● Work required: Select each line of the data below that contains the word "chair" and copy it out. Treat uppercase and lowercase letters as different.
+++ Given entries
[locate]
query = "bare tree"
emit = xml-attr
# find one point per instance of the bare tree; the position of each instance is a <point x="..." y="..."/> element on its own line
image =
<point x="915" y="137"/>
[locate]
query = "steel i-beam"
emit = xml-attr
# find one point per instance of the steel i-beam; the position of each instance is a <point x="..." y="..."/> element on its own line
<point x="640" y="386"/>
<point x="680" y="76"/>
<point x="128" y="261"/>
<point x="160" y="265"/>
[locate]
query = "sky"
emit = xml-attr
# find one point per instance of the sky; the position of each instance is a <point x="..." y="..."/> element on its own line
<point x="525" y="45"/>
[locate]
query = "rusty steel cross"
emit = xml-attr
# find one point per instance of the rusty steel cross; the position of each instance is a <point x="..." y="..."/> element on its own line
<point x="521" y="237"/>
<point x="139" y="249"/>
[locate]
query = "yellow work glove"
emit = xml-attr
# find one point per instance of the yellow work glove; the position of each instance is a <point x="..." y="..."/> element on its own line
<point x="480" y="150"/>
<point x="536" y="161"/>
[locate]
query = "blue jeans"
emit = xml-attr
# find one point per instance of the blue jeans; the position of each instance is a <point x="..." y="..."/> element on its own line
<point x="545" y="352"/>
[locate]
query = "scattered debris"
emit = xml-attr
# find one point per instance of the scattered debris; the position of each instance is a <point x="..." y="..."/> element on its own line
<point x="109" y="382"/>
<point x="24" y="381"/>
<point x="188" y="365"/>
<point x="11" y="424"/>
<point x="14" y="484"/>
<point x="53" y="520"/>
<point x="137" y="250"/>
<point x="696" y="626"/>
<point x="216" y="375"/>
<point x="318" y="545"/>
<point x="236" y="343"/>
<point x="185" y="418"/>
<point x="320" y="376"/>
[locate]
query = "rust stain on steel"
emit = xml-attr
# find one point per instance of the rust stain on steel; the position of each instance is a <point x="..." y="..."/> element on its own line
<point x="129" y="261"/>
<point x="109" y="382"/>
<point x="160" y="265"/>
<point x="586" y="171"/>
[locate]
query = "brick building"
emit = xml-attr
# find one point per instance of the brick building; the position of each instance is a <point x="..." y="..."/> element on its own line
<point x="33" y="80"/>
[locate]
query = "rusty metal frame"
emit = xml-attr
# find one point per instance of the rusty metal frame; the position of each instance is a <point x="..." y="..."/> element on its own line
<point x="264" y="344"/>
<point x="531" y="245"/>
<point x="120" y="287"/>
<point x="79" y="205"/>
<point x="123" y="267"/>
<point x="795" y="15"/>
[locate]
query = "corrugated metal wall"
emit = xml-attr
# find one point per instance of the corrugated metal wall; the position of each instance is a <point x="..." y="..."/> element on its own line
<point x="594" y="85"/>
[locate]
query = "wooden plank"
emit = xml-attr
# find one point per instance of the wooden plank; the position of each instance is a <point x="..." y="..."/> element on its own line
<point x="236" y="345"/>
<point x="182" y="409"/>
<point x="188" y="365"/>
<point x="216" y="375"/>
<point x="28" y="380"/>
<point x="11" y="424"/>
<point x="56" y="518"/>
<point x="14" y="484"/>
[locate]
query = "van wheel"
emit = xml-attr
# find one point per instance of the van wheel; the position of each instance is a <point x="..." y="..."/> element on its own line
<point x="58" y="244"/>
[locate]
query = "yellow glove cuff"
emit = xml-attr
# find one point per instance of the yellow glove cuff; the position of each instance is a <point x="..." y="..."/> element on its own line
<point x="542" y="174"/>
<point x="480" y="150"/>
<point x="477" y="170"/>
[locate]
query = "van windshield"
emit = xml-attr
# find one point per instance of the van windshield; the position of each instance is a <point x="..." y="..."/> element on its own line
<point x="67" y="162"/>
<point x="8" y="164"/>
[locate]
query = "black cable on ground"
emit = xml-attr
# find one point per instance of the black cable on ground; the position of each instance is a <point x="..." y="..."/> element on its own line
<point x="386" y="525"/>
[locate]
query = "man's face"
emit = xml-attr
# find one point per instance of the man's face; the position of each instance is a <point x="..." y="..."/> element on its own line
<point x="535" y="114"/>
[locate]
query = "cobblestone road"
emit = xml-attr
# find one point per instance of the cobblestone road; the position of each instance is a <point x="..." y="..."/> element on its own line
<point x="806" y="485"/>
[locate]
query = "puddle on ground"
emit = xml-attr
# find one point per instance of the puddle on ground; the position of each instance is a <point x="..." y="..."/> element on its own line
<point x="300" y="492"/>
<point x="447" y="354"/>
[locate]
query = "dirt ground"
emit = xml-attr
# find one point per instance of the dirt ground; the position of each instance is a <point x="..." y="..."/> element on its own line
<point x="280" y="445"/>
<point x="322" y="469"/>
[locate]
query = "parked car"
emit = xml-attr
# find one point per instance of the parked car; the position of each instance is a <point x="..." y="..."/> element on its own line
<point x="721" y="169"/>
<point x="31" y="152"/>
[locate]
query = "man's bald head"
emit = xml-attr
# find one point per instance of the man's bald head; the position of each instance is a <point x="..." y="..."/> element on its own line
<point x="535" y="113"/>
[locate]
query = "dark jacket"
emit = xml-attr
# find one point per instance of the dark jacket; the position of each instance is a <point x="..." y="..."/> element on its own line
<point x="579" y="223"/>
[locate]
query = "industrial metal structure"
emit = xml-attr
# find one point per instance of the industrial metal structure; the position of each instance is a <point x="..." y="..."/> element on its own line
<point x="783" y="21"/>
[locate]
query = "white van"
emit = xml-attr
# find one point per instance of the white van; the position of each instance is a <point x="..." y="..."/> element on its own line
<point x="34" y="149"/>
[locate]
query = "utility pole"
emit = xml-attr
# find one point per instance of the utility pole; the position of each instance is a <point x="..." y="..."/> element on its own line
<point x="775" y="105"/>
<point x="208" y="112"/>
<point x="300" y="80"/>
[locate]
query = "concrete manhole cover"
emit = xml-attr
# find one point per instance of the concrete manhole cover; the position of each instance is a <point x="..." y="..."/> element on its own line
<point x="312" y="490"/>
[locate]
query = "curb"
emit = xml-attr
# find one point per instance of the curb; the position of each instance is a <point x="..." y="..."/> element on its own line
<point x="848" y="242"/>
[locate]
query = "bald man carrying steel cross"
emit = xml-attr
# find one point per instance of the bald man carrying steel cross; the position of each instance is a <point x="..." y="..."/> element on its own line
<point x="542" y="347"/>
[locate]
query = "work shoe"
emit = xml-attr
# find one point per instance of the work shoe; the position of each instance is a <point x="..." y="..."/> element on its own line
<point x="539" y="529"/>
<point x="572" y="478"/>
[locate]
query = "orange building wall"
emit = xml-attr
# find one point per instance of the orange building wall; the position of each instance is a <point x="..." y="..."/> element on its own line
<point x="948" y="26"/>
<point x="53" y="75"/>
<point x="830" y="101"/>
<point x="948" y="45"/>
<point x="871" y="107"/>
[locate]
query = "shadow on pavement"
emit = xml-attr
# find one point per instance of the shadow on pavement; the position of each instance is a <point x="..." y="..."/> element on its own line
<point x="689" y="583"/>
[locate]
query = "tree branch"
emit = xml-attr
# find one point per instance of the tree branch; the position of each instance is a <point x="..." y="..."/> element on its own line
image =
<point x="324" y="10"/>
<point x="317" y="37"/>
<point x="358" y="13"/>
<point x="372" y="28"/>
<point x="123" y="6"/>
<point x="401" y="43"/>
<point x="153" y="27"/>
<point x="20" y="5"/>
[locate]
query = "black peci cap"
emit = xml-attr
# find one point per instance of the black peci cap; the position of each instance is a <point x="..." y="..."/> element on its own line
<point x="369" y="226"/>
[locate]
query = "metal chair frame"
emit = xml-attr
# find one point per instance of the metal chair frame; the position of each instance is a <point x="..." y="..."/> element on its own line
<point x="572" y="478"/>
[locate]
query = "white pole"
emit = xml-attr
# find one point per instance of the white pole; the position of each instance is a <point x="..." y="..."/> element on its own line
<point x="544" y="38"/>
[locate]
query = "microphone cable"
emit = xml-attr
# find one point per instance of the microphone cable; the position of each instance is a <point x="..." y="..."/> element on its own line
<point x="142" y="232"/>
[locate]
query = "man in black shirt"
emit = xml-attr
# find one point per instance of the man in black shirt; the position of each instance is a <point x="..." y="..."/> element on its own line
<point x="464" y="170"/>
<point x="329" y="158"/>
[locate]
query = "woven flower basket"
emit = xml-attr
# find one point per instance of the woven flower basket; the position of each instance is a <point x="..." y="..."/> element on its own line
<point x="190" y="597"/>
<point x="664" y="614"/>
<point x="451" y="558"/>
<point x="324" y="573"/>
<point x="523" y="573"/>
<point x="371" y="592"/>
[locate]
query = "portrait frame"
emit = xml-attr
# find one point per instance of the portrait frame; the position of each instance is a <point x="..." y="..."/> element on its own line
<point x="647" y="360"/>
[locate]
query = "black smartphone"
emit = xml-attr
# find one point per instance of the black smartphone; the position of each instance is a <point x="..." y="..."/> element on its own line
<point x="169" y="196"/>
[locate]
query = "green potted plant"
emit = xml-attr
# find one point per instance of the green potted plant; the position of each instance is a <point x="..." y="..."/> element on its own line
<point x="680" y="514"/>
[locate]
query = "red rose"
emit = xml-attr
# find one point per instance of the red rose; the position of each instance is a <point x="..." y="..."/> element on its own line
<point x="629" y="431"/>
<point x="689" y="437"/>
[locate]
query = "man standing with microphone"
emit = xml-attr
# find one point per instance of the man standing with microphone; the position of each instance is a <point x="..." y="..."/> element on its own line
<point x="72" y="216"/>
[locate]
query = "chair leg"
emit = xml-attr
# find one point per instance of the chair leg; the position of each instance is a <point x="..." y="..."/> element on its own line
++++++
● Answer to the problem:
query = "metal chair frame"
# find one point per instance of the metal chair frame; the position of each instance is a <point x="..." y="..."/> element on its own line
query = "chair leg"
# find one point per instance of the chair leg; the position of each instance is a <point x="..." y="..."/> element on its own line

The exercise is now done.